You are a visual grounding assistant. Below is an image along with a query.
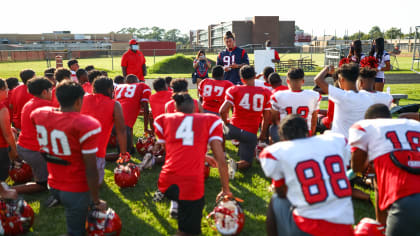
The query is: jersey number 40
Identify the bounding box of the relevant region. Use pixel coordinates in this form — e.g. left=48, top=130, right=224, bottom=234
left=295, top=155, right=351, bottom=204
left=239, top=93, right=264, bottom=111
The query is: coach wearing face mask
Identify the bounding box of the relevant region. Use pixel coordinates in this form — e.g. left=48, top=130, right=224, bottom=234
left=121, top=39, right=147, bottom=81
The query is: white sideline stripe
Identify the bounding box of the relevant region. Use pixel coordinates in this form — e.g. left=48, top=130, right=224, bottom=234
left=209, top=136, right=223, bottom=143
left=82, top=148, right=98, bottom=154
left=209, top=119, right=222, bottom=135
left=79, top=127, right=101, bottom=143
left=153, top=121, right=163, bottom=135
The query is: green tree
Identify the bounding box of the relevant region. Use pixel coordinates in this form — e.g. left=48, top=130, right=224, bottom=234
left=369, top=25, right=384, bottom=39
left=385, top=27, right=404, bottom=39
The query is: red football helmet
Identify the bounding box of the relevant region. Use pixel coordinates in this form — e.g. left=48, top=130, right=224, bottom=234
left=114, top=163, right=140, bottom=188
left=354, top=217, right=385, bottom=236
left=136, top=134, right=155, bottom=156
left=207, top=198, right=245, bottom=235
left=9, top=161, right=32, bottom=183
left=0, top=199, right=34, bottom=235
left=204, top=162, right=210, bottom=179
left=108, top=134, right=117, bottom=148
left=87, top=208, right=122, bottom=236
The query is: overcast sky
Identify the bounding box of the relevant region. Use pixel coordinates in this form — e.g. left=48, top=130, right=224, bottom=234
left=0, top=0, right=420, bottom=36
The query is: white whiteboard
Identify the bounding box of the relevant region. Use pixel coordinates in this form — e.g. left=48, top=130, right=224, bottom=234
left=254, top=49, right=274, bottom=74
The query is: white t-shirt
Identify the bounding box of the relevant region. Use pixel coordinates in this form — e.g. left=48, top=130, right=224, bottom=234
left=270, top=90, right=322, bottom=130
left=359, top=90, right=394, bottom=108
left=373, top=50, right=391, bottom=79
left=328, top=85, right=373, bottom=138
left=259, top=133, right=354, bottom=224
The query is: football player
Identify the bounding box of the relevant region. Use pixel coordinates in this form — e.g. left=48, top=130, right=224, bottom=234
left=198, top=66, right=233, bottom=115
left=9, top=69, right=35, bottom=129
left=115, top=75, right=151, bottom=153
left=217, top=31, right=249, bottom=84
left=358, top=67, right=394, bottom=107
left=13, top=78, right=52, bottom=193
left=314, top=63, right=373, bottom=138
left=76, top=69, right=93, bottom=93
left=255, top=66, right=281, bottom=92
left=271, top=68, right=322, bottom=141
left=52, top=68, right=71, bottom=107
left=259, top=114, right=354, bottom=236
left=349, top=104, right=420, bottom=235
left=30, top=80, right=107, bottom=235
left=80, top=76, right=129, bottom=184
left=149, top=78, right=172, bottom=119
left=154, top=93, right=232, bottom=235
left=219, top=66, right=271, bottom=171
left=165, top=79, right=203, bottom=113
───
Format the entries above as a JSON list of strings, one string per line with blank lines left out, and omit the pictures.

## RESPONSE BELOW
[
  "You are a visual grounding assistant. Below is an image along with a query.",
  "The query is: jersey number 40",
  "Identify the bounding box of the relevant region. Use pixel coordinates in this form — e.g. left=48, top=130, right=224, bottom=234",
  "left=295, top=155, right=351, bottom=204",
  "left=239, top=93, right=264, bottom=111",
  "The query is: coach wearing face mask",
  "Identify the bounding box of the relevant region. Use pixel coordinates in this form — e.g. left=48, top=130, right=224, bottom=234",
  "left=121, top=39, right=147, bottom=81",
  "The query is: white sideline stripe",
  "Identify the bounding box of the relevant region. Use pixel coordinates in this form — e.g. left=48, top=130, right=224, bottom=234",
  "left=209, top=136, right=223, bottom=143",
  "left=82, top=148, right=98, bottom=154",
  "left=209, top=119, right=222, bottom=135",
  "left=79, top=127, right=101, bottom=143",
  "left=153, top=121, right=163, bottom=135",
  "The query is: green tree",
  "Identify the bounding box of the relevant region. Use pixel coordinates in this form — e.g. left=48, top=130, right=224, bottom=234",
  "left=369, top=25, right=384, bottom=39",
  "left=385, top=27, right=404, bottom=39",
  "The query is: red football helmet",
  "Identify the bounding box of the relevant region. Use pixel coordinates in this form — e.g. left=48, top=130, right=224, bottom=234",
  "left=114, top=163, right=140, bottom=188",
  "left=354, top=217, right=385, bottom=236",
  "left=136, top=134, right=155, bottom=156",
  "left=207, top=198, right=245, bottom=235",
  "left=9, top=161, right=32, bottom=183",
  "left=0, top=199, right=34, bottom=235",
  "left=204, top=162, right=210, bottom=179",
  "left=108, top=134, right=117, bottom=148",
  "left=87, top=208, right=122, bottom=236",
  "The query is: overcast sky",
  "Identify the bounding box of the relevant region. Use pixel coordinates in this form — e.g. left=48, top=130, right=224, bottom=234",
  "left=0, top=0, right=420, bottom=36",
  "The query is: white whiteboard",
  "Identify the bounding box of the relevant region. Use pixel coordinates in this form — e.g. left=48, top=130, right=224, bottom=234",
  "left=254, top=49, right=274, bottom=74",
  "The query is: white t-shirt",
  "Identify the bounding box of the relevant region. Use pixel coordinates in this form — e.g. left=48, top=130, right=224, bottom=234",
  "left=270, top=90, right=322, bottom=130",
  "left=359, top=90, right=394, bottom=108",
  "left=373, top=50, right=391, bottom=79",
  "left=328, top=85, right=373, bottom=138",
  "left=259, top=133, right=354, bottom=224",
  "The query is: football player",
  "Identify the bounding box of the relevant region. Use pixel coordinates in this form — e.g. left=48, top=130, right=224, bottom=234",
  "left=198, top=66, right=233, bottom=115",
  "left=9, top=69, right=35, bottom=129",
  "left=115, top=75, right=151, bottom=153",
  "left=217, top=31, right=249, bottom=84",
  "left=358, top=67, right=394, bottom=107",
  "left=13, top=78, right=52, bottom=193",
  "left=314, top=63, right=373, bottom=138",
  "left=76, top=69, right=93, bottom=93",
  "left=255, top=66, right=281, bottom=92",
  "left=271, top=68, right=322, bottom=141",
  "left=52, top=68, right=71, bottom=107",
  "left=259, top=114, right=354, bottom=236",
  "left=349, top=104, right=420, bottom=235",
  "left=30, top=80, right=107, bottom=235",
  "left=80, top=76, right=129, bottom=184",
  "left=149, top=78, right=172, bottom=119",
  "left=154, top=93, right=232, bottom=235",
  "left=219, top=66, right=271, bottom=171",
  "left=165, top=79, right=203, bottom=113"
]